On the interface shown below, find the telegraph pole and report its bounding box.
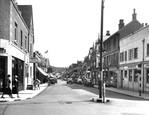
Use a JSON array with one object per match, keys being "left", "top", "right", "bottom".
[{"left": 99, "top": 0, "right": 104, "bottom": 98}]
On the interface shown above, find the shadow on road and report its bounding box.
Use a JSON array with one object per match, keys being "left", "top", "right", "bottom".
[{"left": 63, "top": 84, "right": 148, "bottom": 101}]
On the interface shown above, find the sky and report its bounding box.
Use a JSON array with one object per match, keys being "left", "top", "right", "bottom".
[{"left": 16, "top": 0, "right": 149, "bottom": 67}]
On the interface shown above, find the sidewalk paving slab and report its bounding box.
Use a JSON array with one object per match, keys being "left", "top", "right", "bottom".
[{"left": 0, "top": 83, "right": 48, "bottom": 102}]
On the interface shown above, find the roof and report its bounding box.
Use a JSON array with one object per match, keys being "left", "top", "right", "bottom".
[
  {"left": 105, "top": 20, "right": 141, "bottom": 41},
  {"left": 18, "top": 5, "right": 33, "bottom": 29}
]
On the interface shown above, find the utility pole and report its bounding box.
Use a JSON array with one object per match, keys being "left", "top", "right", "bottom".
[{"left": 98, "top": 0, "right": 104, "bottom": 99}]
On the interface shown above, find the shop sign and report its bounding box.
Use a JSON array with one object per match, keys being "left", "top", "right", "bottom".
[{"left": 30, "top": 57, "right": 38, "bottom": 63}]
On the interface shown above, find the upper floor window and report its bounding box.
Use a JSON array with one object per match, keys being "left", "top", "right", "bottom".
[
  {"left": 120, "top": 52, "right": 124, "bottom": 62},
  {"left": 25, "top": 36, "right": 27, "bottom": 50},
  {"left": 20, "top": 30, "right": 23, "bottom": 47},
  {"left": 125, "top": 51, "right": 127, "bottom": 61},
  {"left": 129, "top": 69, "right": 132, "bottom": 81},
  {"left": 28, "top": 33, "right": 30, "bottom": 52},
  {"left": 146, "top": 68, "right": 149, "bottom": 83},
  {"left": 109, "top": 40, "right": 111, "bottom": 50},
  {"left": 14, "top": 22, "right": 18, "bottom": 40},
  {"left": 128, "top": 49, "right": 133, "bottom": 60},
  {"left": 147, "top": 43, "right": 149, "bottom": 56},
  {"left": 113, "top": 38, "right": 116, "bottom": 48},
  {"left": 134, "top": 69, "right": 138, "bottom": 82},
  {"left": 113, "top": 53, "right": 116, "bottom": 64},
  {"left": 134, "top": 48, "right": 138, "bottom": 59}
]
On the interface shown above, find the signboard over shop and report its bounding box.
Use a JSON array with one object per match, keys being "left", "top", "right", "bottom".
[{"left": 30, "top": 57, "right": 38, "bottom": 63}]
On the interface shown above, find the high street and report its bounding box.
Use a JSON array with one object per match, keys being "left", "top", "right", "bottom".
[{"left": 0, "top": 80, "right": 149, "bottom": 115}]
---
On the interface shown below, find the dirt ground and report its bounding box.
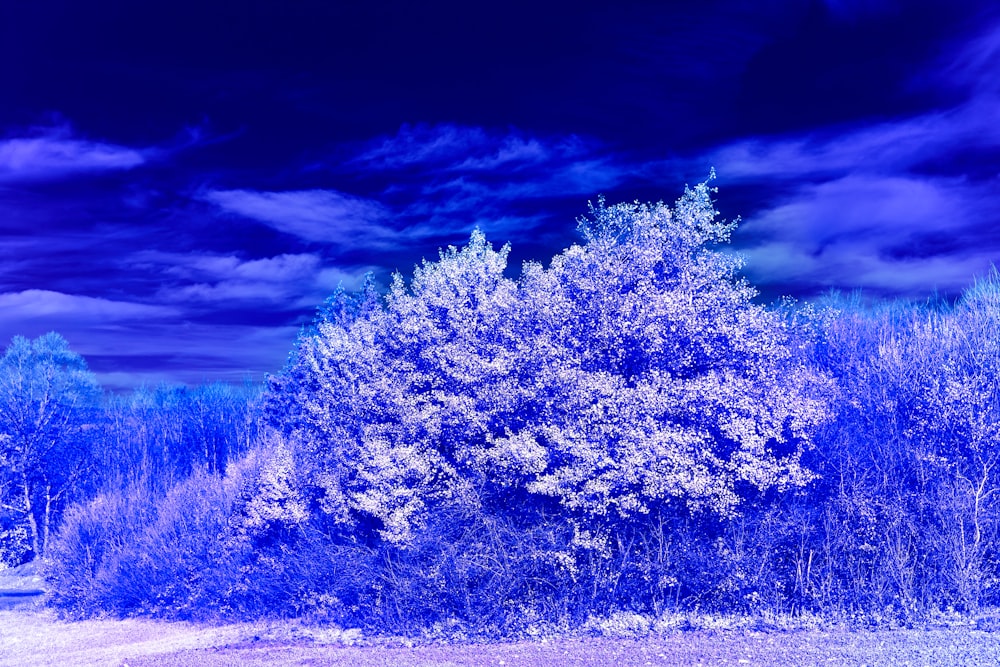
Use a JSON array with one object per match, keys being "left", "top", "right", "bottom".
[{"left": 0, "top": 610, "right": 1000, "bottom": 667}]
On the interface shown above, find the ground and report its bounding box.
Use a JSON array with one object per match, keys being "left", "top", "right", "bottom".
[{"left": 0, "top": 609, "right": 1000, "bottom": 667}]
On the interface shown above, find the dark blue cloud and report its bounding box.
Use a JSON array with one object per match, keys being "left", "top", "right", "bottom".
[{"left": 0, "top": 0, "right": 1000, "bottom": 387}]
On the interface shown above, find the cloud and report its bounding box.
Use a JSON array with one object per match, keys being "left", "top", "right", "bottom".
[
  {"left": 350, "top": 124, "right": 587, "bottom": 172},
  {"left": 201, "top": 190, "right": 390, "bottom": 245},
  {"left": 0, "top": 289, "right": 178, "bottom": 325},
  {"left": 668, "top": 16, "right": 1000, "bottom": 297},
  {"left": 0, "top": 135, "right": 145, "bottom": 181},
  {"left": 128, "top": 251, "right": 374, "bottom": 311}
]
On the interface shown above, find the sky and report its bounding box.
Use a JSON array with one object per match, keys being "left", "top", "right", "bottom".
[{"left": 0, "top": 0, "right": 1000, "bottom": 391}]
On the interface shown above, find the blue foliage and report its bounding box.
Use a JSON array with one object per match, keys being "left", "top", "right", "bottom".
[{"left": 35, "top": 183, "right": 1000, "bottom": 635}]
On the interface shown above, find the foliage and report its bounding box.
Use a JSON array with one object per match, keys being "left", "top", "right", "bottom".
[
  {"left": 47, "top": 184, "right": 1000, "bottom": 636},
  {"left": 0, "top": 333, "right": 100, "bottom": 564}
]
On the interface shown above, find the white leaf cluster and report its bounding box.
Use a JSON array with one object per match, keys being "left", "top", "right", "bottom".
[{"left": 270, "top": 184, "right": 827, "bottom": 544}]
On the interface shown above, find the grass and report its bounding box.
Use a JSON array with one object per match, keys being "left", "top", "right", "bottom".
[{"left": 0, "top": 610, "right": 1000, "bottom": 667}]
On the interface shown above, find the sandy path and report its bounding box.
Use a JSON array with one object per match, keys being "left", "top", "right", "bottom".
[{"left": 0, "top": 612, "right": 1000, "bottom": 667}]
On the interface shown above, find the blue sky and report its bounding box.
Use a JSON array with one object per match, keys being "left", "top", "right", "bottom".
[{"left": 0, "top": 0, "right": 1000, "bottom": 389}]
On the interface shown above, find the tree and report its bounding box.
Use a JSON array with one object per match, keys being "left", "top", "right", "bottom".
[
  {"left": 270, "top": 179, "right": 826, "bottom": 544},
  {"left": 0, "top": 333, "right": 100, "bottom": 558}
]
--
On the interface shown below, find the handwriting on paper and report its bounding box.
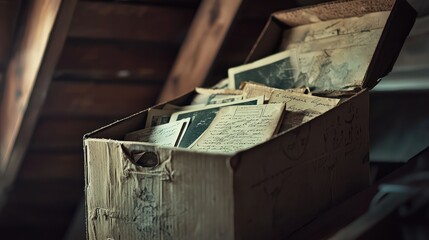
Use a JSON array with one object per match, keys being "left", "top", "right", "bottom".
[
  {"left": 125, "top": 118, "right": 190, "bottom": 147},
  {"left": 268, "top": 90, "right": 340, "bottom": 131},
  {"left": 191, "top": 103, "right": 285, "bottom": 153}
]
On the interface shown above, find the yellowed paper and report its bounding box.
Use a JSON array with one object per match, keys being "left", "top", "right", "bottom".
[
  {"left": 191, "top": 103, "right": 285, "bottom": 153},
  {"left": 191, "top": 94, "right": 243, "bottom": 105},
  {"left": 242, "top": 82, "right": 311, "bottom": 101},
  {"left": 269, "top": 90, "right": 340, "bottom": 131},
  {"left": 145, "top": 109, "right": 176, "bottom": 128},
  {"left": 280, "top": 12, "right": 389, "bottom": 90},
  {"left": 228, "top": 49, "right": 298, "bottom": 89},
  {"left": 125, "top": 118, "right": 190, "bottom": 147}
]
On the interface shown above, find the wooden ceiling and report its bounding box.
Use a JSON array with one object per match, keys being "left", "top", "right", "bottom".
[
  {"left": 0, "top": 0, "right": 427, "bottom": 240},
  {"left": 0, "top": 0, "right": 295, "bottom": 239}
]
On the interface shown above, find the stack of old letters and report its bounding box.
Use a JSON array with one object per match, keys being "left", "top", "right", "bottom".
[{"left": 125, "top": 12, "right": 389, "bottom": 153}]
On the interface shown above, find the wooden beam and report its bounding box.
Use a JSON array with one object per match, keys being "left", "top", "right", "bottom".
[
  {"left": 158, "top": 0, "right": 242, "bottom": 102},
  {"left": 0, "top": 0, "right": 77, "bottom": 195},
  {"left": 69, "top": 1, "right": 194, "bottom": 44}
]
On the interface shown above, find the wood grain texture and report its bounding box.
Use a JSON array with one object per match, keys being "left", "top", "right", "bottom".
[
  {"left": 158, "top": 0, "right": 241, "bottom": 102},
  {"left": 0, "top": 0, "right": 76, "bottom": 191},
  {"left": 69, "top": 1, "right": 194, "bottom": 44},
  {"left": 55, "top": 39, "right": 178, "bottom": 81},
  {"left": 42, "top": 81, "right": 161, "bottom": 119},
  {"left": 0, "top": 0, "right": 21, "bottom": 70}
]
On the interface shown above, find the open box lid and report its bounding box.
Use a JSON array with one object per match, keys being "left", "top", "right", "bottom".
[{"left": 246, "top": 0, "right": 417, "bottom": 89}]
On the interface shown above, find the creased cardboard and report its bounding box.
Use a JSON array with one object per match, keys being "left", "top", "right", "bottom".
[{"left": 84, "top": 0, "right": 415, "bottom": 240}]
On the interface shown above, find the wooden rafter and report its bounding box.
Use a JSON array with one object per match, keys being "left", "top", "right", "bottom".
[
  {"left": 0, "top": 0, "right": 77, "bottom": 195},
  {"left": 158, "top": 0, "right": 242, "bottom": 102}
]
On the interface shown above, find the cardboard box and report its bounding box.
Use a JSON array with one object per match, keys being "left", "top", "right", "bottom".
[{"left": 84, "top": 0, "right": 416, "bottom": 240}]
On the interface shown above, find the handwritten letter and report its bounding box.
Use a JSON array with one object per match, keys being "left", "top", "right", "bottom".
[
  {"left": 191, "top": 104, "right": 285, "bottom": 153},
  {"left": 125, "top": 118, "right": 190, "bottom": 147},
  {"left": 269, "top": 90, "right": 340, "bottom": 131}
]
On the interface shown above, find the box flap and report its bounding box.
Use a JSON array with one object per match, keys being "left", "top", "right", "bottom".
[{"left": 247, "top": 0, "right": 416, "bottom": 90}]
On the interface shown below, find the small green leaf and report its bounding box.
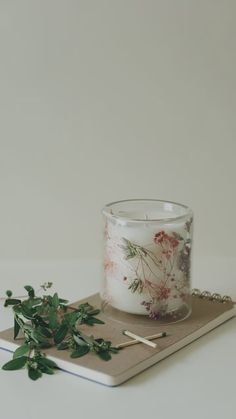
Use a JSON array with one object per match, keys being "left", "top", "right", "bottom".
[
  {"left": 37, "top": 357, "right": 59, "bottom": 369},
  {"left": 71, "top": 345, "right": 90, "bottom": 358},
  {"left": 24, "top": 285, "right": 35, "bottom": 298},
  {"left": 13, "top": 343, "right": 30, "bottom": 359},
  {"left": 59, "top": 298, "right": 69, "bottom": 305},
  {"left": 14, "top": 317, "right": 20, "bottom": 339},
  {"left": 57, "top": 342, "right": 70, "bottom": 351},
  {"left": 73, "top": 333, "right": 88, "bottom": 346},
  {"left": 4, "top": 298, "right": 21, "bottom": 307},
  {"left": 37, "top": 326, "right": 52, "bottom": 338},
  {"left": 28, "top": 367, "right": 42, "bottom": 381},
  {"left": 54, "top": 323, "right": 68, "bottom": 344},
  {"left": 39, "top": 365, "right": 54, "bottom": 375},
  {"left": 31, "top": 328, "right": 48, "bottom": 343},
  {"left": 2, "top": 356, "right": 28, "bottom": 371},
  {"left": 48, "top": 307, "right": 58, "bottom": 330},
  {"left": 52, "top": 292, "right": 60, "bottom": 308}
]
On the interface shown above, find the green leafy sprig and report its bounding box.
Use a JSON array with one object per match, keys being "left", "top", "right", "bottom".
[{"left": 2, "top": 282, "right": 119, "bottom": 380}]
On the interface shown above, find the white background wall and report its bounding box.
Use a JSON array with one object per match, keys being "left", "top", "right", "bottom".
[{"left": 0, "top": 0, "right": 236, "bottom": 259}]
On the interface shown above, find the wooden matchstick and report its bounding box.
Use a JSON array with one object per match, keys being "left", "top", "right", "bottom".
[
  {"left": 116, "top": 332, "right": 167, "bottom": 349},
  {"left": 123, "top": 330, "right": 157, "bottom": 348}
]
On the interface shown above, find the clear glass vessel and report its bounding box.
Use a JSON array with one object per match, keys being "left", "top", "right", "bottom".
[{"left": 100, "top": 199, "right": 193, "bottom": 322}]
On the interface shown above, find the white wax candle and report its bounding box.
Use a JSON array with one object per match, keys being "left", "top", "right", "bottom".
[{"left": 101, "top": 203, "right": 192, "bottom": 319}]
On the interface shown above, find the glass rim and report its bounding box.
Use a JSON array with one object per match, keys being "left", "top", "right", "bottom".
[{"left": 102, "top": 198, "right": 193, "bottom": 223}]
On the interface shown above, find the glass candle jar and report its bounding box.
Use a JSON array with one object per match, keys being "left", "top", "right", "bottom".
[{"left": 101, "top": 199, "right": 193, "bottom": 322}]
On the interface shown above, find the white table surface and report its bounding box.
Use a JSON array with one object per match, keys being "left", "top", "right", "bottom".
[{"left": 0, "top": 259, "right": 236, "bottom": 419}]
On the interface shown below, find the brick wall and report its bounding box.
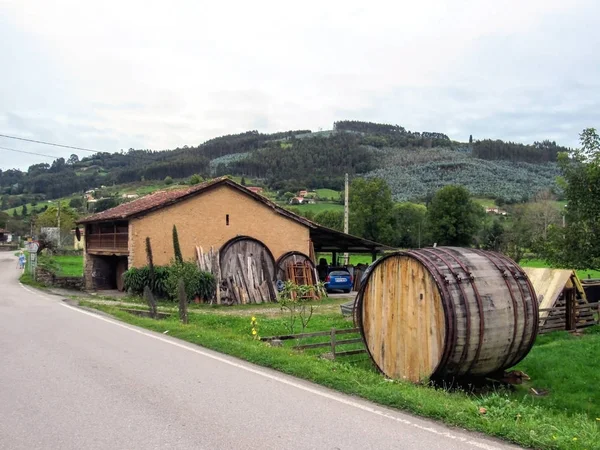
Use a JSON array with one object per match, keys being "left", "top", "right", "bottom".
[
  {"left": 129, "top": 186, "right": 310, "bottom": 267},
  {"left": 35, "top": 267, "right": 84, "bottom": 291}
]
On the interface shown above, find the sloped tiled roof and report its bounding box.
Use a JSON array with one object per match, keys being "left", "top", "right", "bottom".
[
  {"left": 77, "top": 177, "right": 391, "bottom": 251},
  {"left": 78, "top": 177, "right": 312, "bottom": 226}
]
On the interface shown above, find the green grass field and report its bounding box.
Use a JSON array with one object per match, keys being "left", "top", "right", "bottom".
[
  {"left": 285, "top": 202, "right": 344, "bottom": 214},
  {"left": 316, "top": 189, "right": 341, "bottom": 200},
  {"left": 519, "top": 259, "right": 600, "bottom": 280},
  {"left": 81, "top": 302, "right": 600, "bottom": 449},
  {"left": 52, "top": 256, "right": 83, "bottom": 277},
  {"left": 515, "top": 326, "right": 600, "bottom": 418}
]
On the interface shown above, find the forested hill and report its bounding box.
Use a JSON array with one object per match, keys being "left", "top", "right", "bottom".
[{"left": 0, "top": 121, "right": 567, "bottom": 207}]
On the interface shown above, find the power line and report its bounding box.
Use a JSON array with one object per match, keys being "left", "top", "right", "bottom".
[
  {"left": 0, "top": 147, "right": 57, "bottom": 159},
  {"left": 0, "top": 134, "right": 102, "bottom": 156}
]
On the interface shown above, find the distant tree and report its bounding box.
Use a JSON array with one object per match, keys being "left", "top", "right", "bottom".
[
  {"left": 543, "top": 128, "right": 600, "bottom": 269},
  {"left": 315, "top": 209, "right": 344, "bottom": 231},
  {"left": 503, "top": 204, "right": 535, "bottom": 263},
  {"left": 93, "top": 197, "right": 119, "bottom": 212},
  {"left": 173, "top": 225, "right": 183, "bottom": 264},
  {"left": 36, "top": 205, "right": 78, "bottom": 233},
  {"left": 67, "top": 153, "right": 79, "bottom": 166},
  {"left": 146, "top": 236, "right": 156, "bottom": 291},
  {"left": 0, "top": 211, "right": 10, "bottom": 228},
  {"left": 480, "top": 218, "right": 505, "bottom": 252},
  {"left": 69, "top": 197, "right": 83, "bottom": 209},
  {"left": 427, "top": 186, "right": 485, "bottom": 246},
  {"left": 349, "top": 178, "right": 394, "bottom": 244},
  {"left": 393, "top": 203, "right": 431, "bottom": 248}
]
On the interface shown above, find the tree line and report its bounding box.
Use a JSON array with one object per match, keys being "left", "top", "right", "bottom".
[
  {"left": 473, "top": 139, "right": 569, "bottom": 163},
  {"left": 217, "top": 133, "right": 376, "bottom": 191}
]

## Given exercise
Tally the lines in the records that contain the string "pole". Give only the number.

## Complete output
2